# [What the task asks]
In the calendar-scraping code, swap "url_page" for "page_url" and write the passage out again, starting at "# URL of the" and ending at "response = requests.get(url_page)".

As an example, January of the year 2018 has been taken, from which all the data will be extracted.

In [4]:
# Create a list of months' number
list_month = [num for num in range(1,13)]

for month in list_month:

    # URL of the webpage to be downloaded
    url_page = f"https://www.timeanddate.com/calendar/custom.html?year={year}&month={month}&country=1&typ=1&cols=1&display=1&df=1&hol=1"

    # Make a GET request to the webpage
    response = requests.get(url_page)

    # Print the page's code
    # print(response.text)

    # -------------------------------------------------------------------------------------------------------------------------------------
    # Use BeautifulSoup to parse the HTML content of the webpage
    soup = BeautifulSoup(response.content, "html.parser")

    # -------------------------------------------------------------------------------------------------------------------------------------
    # Identify the content of the table
    table_content = soup.find_all("td", class_="cbm cba cmi")[0]

    # Identify the dimensions
    nrow_table = len(table_content.find_all("tr")) # each row of the table is identified with "tr", including the header
    ncol_table = len(table_content.find_all("thead")[0].find_all("td"))

    # -------------------------------------------------------------------------------------------------------------------------------------
    # Create a list containing the weekdays
    weekdays = (table_content.find_all("thead")[0].find_all("td"))*(nrow_table-1)
    weekdays = [weekdays[x].text for x in range(len(weekdays))]

    # Re-code the weekdays
    weekdays = [recode_days[value] for value in weekdays if value in recode_days]

    # Create a list containing the holidays of the month
    find_holidays = table_content.find_all("div", class_="ccd co1")
    holidays = [int(hol.text) for hol in find_holidays]

    # -------------------------------------------------------------------------------------------------------------------------------------
    # Create a list containing the number of days of the month
    numb = [0]*((nrow_table-1)*ncol_table)
    numb = [table_content.find_all("td")[iter+ncol_table].text for iter in range(len(numb))]

    # Format the values, create the date, and the Flag_Holiday field (if the day is a holiday or not)
    date = numb.copy()
    Flag_Holiday = numb.copy()
    for i in range(len(numb)):
        if numb[i]=="\xa0": # Empty cell
            date[i]=None 
        else:
            numb[i] = int(numb[i]) # Cell containing the day number
            date[i] = datetime(year=year, month=month, day=numb[i]).strftime('%Y-%m-%d')
            if numb[i] in holidays:
                Flag_Holiday[i] = True 
            else:
                Flag_Holiday[i] = False

    # -------------------------------------------------------------------------------------------------------------------------------------
    # Create the Dataset
    calendar_month = pd.DataFrame({'Date':date, 'Day': weekdays, 'Flag_Holiday': Flag_Holiday}).dropna().reset_index().drop('index', axis=1)

    if calendar.empty == True:
        calendar = calendar_month
    else:
        calendar = pd.concat([calendar,calendar_month])


## Export Data
Export data in a csv file.

In [9]:
calendar.to_csv('Calendar.csv', index=False)

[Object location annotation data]
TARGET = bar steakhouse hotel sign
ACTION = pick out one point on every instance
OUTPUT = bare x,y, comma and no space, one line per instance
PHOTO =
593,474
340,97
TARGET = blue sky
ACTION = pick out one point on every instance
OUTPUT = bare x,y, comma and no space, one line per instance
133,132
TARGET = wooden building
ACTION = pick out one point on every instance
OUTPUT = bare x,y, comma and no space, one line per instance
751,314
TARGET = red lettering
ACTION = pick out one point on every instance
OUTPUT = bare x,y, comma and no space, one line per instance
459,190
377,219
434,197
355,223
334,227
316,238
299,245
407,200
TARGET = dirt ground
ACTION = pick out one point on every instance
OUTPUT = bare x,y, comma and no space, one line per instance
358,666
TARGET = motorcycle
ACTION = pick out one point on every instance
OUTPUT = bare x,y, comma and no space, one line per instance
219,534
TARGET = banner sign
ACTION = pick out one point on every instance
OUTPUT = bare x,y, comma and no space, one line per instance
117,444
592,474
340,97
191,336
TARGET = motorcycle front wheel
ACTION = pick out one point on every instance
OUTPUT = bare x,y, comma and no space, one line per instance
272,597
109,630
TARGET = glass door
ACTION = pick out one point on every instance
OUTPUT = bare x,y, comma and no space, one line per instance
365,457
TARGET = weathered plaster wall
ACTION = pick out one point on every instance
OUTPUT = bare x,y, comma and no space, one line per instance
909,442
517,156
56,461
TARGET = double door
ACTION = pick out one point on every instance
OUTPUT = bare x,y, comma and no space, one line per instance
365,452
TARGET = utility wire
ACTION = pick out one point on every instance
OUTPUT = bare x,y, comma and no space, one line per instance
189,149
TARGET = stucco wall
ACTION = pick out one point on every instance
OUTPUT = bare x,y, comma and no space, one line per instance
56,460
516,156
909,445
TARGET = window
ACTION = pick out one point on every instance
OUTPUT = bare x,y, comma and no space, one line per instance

# [Output for this task]
# URL of the webpage to be downloaded
    page_url = f"https://www.timeanddate.com/calendar/custom.html?year={year}&month={month}&country=1&typ=1&cols=1&display=1&df=1&hol=1"

    # Make a GET request to the webpage
    response = requests.get(page_url)